PROBLEMA 1:
Reescreve todas as entradas abaixo, incluindo os pedidos, e desloca em 80 cada coordenada x e y dos pontos nas respostas. Deixa as imagens de fora.
PROBLEMA 2:
Prossegue o texto sobre as tarifas americanas a partir da última frase apresentada.

Tarifas de leão, saídas de sendeiro
O presidente americano começou por impor tarifas ao Canadá, México e China relacionadas com o fentanil. Depois, invocando ameaça à segurança nacional, impôs mais tarifas sobre veículos e suas componentes, aço e alumínio de todos os países. Finalmente, alegando a proteção das indústrias americanas, o combate a práticas comerciais desleais e uma suposta “emergência económica nacional”, anunciou, a 2 de abril, as famigeradas tarifas “recíprocas” impostas a quase todos os países, incluindo aqueles com quem os EUA não têm um défice na balança comercial. Esta saraivada de tarifas – em violação flagrante de acordos comerciais sob a égide da OMC e do acordo USMCA – gerou enorme instabilidade económica, as bolsas de valores perderam 11 biliões de dólares e vários analistas e relevantes investidores institucionais declararam estar iminente uma recessão económica global. As taxas de juro das Obrigações do Tesouro e títulos similares americanos (UST) caíram, o que era favorável para o refinanciamento em 2025 de uma enorme tranche (>9 biliões de dólares) da dívida pública federal (36 biliões de dólares). Entretanto, a China decide vender no mercado 50 dos 760 biliões de dólares de UST de que é titular e, com esta venda, provoca uma significativa subida das taxas de juro das UST a 10 anos para 4,5 % e a 30 anos para 5 % relembrando que tem várias cartas para jogar nesta guerra comercial.

REGISTOS DE DADOS:
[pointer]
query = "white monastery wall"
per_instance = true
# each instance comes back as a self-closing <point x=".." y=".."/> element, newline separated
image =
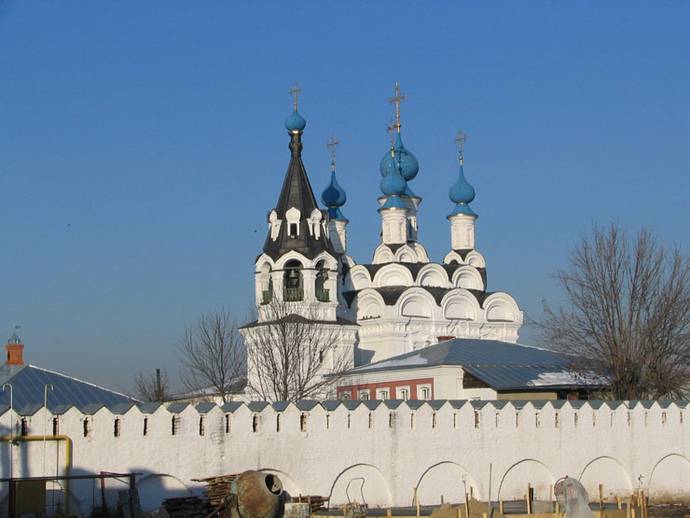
<point x="438" y="447"/>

RESPOSTA 1:
[pointer]
query = "white monastery wall"
per_instance = true
# each instance comes back as a self-closing <point x=".." y=".."/> element, newline separated
image =
<point x="518" y="527"/>

RESPOSTA 2:
A 9 de abril, Trump anuncia a suspensão, por 90 dias, das tarifas “recíprocas”. As ações voltam a subir nas bolsas de valores. Esta suspensão não inclui as tarifas impostas ao Canadá, ao México e à China. O México não retaliou, o Canadá impôs tarifas retaliatórias de 25% e não houve escalada. A China também adotou medidas retaliatórias equivalentes, mas, neste caso, o governo americano retorquiu aumentando as tarifas (145% a 10 de abril) e a China ripostou em medida equivalente (125% a 11 de abril).
A 11 de abril, os EUA “clarificam” que uma série de produtos eletrónicos (telemóveis, PCs, notebooks, semicondutores, células solares, ecrãs planos de TV, SSDs, cartões de memória – c. 25% das importações de bens da China) estão isentos das tarifas “recíprocas” (mas apenas temporariamente).
Entretanto, a China restringiu as exportações de mais cinco metais críticos utilizados na defesa, energias verdes e outras indústrias, num claro aviso aos EUA.
É cada vez mais claro que Trump não apenas isolou os EUA de países aliados, como destruiu a credibilidade do país e criou um problema sem uma estratégia para a sua solução, sobretudo atenta a interdependência económica em tantos domínios.
Neste “tariffgate”, após a entrada de leão, a dependência de muitas empresas americanas de fornecimentos da China (e da Europa, do Canadá e do México) vai provavelmente levar Trump a mais saídas de sendeiro.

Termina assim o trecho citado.